=== Excerpted records ===
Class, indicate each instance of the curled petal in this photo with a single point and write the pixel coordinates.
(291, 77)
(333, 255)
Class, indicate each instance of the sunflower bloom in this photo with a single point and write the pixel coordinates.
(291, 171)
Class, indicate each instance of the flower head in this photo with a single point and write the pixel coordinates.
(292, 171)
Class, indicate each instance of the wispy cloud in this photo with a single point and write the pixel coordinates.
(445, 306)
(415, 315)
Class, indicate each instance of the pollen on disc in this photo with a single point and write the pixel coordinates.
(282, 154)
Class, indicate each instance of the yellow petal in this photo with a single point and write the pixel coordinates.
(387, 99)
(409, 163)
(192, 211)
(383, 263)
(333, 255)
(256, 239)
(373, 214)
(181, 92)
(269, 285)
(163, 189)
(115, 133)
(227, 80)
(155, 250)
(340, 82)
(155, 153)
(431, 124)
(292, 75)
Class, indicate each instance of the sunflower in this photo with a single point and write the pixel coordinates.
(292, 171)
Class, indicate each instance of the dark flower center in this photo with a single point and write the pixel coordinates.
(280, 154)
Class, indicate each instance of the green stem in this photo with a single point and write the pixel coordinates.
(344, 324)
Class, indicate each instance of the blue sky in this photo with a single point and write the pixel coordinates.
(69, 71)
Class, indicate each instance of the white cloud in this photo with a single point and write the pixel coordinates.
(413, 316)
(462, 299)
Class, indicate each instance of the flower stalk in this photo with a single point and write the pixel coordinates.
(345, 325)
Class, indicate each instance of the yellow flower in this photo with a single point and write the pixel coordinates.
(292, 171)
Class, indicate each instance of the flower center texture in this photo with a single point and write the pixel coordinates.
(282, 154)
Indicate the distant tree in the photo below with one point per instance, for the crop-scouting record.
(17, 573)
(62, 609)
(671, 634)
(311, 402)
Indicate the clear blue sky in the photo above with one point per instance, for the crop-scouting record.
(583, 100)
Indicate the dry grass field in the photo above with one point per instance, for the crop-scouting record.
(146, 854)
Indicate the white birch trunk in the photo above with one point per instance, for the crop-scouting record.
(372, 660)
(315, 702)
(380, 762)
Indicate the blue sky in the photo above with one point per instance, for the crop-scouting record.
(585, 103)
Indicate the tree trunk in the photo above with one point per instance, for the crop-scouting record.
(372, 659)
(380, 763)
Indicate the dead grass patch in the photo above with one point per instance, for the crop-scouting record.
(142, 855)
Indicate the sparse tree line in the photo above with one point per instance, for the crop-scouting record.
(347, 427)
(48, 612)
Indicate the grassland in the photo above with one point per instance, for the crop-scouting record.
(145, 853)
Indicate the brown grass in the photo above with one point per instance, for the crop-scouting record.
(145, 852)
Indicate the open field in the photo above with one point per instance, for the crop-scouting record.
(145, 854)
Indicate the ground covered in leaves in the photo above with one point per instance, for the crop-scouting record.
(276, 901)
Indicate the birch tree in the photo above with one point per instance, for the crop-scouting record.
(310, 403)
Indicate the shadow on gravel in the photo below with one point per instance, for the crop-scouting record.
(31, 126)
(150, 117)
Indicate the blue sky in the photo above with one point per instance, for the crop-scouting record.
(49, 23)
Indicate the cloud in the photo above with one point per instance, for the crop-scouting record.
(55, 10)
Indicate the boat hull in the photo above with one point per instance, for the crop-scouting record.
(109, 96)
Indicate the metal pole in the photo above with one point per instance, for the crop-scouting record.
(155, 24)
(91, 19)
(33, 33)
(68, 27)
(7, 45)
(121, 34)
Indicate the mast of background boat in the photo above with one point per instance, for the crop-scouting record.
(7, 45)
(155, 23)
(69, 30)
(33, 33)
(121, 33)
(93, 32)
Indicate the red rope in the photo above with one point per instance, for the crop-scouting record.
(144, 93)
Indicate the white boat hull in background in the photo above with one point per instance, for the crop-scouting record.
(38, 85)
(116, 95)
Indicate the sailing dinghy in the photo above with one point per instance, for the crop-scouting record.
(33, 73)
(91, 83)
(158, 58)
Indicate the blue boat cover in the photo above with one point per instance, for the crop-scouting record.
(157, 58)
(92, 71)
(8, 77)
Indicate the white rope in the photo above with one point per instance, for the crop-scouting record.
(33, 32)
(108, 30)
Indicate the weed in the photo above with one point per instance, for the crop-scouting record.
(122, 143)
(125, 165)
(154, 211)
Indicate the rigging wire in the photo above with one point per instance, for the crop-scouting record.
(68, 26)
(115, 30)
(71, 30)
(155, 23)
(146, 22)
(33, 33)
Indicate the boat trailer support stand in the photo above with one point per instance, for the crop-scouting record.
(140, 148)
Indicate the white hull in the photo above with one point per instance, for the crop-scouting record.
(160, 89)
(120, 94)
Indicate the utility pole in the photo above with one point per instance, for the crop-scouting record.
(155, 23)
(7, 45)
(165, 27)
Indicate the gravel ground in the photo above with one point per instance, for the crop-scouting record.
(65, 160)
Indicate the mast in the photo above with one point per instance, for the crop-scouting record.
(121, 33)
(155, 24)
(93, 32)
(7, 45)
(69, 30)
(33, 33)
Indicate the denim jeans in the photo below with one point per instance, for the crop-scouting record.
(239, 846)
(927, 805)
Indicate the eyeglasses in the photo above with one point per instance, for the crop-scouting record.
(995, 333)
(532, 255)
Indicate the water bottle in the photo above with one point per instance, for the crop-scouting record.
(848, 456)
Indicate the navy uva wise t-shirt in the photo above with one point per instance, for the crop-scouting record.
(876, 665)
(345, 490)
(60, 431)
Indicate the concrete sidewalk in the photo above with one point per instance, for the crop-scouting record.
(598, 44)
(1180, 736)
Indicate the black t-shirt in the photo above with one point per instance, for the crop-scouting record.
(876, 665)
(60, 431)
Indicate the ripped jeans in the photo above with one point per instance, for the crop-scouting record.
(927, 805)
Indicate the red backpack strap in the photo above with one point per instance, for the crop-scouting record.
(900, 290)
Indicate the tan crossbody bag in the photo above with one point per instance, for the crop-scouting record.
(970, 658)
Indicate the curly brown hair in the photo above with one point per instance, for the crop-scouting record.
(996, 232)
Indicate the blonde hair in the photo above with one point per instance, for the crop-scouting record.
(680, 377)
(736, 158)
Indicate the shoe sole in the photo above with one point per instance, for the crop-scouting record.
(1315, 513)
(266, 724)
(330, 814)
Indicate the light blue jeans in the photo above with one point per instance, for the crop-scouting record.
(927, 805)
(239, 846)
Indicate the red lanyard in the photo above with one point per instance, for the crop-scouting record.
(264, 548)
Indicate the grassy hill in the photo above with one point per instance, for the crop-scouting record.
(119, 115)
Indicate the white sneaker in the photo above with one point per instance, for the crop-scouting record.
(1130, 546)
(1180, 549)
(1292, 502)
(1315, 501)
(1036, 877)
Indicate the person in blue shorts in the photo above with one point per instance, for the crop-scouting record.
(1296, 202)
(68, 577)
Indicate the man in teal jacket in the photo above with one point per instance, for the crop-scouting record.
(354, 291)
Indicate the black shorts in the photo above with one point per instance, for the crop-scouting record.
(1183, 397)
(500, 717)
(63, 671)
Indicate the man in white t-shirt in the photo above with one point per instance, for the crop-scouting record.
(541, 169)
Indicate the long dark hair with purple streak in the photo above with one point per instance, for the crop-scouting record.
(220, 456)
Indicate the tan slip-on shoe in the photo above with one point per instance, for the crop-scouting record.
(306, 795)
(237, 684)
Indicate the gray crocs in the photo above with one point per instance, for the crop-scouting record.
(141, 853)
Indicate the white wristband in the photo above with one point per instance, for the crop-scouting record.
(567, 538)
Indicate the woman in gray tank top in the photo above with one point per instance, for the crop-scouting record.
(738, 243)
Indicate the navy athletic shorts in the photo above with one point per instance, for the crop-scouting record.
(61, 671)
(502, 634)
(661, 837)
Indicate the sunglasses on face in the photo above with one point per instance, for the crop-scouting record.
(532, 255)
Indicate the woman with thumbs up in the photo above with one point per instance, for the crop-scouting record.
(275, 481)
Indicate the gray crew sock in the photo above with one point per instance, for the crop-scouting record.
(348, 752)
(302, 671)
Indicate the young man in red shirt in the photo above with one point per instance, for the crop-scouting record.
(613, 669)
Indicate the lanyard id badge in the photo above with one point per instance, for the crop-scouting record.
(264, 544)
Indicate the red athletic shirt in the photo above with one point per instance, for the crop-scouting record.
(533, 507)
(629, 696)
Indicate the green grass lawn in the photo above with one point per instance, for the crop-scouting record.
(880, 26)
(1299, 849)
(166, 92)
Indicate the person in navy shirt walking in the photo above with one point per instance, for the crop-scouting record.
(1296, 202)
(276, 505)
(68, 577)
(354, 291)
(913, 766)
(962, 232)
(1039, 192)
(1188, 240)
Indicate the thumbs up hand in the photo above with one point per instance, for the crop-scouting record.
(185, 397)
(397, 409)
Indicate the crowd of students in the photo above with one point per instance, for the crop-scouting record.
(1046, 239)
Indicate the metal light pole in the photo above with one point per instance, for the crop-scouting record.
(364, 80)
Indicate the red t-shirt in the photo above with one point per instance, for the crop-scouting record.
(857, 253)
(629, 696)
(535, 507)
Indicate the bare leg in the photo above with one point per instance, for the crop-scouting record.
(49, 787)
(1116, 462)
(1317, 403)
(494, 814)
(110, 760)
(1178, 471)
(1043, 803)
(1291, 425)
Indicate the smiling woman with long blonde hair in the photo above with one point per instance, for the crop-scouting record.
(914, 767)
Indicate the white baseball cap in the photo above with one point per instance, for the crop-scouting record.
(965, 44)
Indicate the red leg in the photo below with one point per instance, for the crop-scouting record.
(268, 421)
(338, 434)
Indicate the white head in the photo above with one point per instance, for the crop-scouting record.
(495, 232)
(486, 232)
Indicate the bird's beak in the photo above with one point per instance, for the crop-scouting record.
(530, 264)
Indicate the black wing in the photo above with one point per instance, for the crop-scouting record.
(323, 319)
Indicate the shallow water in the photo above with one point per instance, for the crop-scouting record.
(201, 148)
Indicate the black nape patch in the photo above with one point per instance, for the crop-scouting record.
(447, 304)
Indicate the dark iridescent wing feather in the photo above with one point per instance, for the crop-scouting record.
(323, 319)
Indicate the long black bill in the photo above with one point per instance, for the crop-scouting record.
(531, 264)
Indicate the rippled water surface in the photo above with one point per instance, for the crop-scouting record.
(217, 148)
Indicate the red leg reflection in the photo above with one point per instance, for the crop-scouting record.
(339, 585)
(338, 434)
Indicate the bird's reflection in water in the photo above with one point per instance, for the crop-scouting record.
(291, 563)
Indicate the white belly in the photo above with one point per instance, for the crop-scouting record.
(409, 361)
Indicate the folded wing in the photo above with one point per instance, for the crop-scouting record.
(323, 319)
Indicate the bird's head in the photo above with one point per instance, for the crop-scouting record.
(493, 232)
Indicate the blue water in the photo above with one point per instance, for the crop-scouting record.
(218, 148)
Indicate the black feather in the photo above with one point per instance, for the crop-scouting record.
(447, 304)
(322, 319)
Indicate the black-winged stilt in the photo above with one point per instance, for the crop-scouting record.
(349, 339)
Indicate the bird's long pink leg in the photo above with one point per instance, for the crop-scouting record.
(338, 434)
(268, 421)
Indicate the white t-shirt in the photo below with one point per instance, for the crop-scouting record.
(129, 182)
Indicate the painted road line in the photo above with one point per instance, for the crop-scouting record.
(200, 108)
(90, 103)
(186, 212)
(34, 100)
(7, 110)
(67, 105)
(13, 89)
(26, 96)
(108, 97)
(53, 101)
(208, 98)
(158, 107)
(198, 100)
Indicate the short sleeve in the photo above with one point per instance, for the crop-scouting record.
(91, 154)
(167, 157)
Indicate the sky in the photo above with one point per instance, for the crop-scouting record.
===
- _Exercise_
The line with "Indicate the rippled", plus every line after it through the end of the listing, needs to be repeated exactly; nothing else belongs in the reply.

- _Solution_
Indicate the rippled water surface in the photo above with one point per instance, for the crop-scouting record.
(217, 148)
Indicate the red leg reflection in the photo above with one point per instance, for the crop-scouting record.
(339, 585)
(338, 434)
Indicate the bird's reflection in water in the photo above with one point per instance, for the crop-scouting record.
(291, 563)
Indicate the white belly in the photo above with one point per instance, for the crop-scouting record.
(409, 361)
Indicate the folded wing in the photo above with one point per instance, for the crop-scouting record.
(323, 319)
Indicate the bird's head in the photo above with one point per instance, for the crop-scouting record.
(493, 232)
Indicate the blue water in the photo above with one point per instance, for the crop-scouting record.
(218, 148)
Indicate the black feather in the photo above with one point per instance, for the crop-scouting record.
(447, 304)
(322, 319)
Indicate the black-winged stilt in the photo above with one point per instance, for the crop-scouting record.
(349, 339)
Indicate the bird's long pink leg in the photo above with one point per instance, for the crop-scouting record.
(338, 434)
(268, 421)
Indicate the white t-shirt in the photo below with one point per instance, for the crop-scouting record.
(129, 182)
Indicate the painted road line in the photo above with one point per instance, for the crop-scouting record.
(200, 108)
(90, 103)
(186, 212)
(34, 100)
(7, 110)
(67, 105)
(13, 89)
(26, 96)
(108, 97)
(53, 101)
(208, 98)
(158, 107)
(198, 100)
Indicate the short sleeve in the photo above with one point per instance, for the crop-scouting record.
(91, 154)
(167, 157)
Indicate the sky in the photo above with one point per instance, for the crop-scouting record.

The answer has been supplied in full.